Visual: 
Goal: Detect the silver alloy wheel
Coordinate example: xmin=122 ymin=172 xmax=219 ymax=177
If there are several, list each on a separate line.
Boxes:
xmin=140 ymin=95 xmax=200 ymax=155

········

▸ **Instructions to follow**:
Rewrite the rows above as a numbered list, leaving out any blank lines.

▸ **Answer to this task**:
1. Visual: 
2. Goal: Detect the silver alloy wheel
3. Coordinate example: xmin=122 ymin=172 xmax=219 ymax=177
4. If there are several, list each on a separate line.
5. Boxes:
6. xmin=140 ymin=95 xmax=200 ymax=155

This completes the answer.